Saved data entries
*-*-*
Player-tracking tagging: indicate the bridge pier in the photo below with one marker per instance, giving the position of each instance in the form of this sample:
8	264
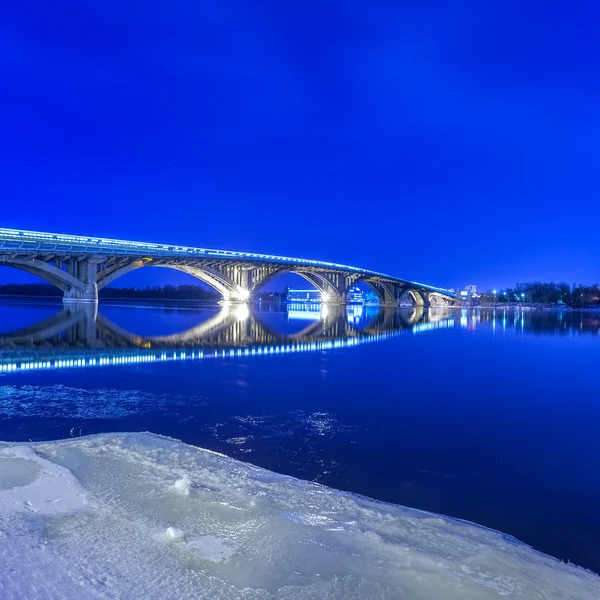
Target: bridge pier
86	272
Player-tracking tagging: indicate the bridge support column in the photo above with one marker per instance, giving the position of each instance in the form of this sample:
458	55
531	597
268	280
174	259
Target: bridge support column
86	271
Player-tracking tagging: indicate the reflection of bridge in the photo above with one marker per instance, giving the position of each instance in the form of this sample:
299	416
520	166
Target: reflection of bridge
80	336
79	325
81	266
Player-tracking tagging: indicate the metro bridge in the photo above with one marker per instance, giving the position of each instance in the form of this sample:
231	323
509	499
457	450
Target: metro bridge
81	266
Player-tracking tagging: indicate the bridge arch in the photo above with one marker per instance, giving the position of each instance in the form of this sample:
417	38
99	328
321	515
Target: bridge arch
212	277
437	300
318	280
413	296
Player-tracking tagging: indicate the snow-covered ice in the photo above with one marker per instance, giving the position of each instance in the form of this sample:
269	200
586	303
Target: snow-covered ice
142	516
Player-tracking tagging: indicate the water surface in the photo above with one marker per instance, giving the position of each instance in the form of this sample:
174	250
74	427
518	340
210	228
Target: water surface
489	416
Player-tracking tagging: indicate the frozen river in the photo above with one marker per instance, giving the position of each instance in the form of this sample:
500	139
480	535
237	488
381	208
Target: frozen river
479	415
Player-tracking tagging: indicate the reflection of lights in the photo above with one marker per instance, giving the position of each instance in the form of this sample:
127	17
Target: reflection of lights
242	312
192	354
432	325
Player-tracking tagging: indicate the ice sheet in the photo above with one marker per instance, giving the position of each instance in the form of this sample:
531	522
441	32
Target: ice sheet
143	516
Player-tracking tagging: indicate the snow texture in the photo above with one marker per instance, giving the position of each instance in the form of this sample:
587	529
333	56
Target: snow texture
143	516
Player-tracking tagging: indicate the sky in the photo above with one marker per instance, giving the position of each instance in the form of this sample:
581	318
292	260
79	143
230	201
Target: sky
441	142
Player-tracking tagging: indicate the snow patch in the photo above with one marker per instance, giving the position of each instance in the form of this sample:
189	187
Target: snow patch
233	531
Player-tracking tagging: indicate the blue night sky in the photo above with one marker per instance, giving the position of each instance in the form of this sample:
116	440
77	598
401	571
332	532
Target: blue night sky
447	143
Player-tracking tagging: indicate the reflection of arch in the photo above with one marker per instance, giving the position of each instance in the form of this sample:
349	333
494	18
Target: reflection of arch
210	276
413	296
62	321
217	322
57	277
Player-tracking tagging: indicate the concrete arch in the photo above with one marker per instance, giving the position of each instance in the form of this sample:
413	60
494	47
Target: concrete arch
384	292
437	300
412	296
53	275
211	277
318	280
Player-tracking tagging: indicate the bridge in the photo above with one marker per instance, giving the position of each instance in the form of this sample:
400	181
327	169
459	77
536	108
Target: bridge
81	266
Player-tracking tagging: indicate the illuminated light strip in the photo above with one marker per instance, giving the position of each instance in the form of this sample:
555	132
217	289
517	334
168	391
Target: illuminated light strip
131	359
433	325
25	235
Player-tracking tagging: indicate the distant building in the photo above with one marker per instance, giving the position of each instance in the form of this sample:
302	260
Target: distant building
304	295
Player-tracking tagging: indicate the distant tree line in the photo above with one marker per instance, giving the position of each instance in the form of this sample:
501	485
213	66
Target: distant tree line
538	292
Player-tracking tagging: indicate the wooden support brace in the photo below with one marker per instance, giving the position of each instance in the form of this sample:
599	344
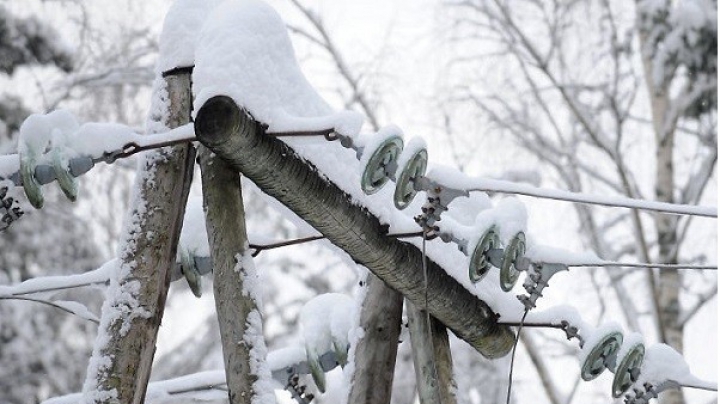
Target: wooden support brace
376	352
276	169
131	316
225	221
431	357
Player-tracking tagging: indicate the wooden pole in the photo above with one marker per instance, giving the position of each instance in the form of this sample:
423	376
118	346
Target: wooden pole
275	167
376	352
124	351
225	221
431	356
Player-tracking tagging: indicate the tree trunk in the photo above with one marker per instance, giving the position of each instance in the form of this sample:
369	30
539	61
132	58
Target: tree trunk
235	301
123	354
669	282
376	352
229	132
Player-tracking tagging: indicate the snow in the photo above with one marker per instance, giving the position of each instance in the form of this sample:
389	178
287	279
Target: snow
592	337
415	145
663	363
325	319
629	342
50	283
244	52
371	142
77	309
180	32
35	133
193	237
59	130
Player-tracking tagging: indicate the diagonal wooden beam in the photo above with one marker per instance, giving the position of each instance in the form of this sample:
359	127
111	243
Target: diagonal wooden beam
276	168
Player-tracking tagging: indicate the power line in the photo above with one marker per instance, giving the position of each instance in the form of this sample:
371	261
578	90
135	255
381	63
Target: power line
508	187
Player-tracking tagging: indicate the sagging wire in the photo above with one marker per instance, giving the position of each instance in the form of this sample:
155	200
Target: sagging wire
512	356
425	237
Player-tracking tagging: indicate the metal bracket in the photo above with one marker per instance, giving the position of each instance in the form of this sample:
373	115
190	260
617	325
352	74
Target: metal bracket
538	276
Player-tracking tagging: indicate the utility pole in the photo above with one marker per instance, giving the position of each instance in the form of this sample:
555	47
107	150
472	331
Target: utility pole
274	167
235	300
124	352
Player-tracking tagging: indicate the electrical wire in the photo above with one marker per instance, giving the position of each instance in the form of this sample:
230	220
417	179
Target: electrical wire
512	357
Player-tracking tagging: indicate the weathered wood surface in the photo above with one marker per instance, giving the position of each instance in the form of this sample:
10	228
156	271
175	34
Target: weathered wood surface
150	252
229	132
432	357
225	222
376	352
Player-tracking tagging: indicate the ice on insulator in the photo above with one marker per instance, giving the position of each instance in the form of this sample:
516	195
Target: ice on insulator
510	217
378	159
180	32
244	52
412	147
663	363
8	166
323	329
35	135
629	341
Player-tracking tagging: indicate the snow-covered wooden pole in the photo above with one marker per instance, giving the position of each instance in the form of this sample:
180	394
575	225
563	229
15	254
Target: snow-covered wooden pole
123	354
234	279
376	352
229	132
431	357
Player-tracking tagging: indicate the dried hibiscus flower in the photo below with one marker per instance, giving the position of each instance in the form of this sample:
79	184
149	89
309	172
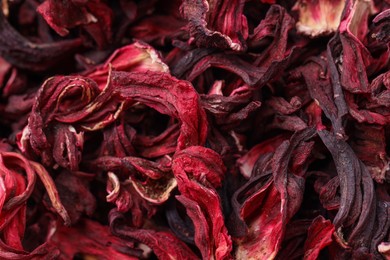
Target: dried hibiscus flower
194	129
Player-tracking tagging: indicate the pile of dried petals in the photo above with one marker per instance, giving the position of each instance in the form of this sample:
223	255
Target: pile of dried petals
195	129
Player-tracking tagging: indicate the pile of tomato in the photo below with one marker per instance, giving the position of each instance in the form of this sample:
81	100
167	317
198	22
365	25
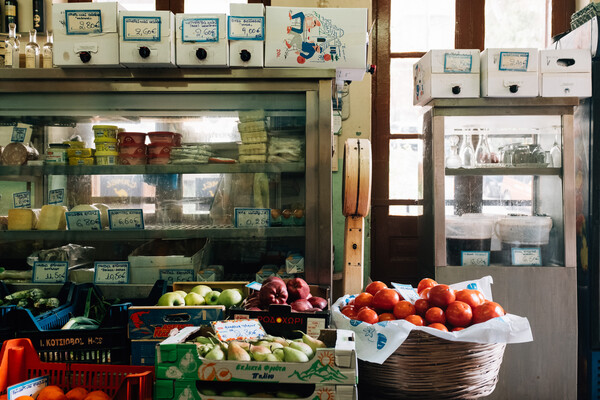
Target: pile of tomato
439	306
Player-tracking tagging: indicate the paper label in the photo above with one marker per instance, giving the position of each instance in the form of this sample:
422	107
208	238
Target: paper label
200	30
238	329
252	217
28	388
82	22
126	219
111	272
50	271
475	258
22	200
141	29
513	61
457	63
526	256
246	28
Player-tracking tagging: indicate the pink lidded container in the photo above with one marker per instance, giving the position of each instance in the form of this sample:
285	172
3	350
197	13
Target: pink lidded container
129	138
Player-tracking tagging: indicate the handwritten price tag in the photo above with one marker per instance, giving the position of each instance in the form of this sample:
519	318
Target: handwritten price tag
84	220
22	200
141	28
82	22
50	271
200	30
252	217
246	28
111	272
126	219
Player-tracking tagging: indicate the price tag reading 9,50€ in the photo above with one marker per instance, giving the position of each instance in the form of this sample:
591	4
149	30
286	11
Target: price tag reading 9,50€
126	219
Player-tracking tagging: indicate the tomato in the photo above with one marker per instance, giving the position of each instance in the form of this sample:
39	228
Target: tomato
441	296
438	326
421	307
459	313
415	320
363	300
368	315
486	311
403	309
473	298
375	287
385	299
425	283
435	314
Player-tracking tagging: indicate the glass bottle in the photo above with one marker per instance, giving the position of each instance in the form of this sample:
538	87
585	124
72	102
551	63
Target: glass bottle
47	50
11	54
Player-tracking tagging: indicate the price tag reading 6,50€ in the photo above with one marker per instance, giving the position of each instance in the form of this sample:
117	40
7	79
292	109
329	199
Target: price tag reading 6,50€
126	219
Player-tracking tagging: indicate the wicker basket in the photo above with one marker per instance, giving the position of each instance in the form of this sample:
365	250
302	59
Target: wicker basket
427	367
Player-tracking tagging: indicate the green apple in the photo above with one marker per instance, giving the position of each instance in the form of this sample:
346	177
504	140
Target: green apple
194	299
230	298
171	299
202	290
212	297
*-*-*
→ **Challenge**
Quote only the lines from the line containing "Player-tracking tagging: indicate the wicker" through the end of the entries, keeping the first and the last.

→ **Full response**
Player-tracking tagging: indicate the wicker basket in the photo above with one marker per instance, giving the position of each instance in the form of this sample:
365	250
302	59
Target: wicker basket
427	367
Player-tracking tagging: indicate the green apple in the photo above with one marker per instance, giving the position of each instance in the form of this sample:
346	177
504	140
Target: green apple
194	299
230	298
171	299
202	290
212	297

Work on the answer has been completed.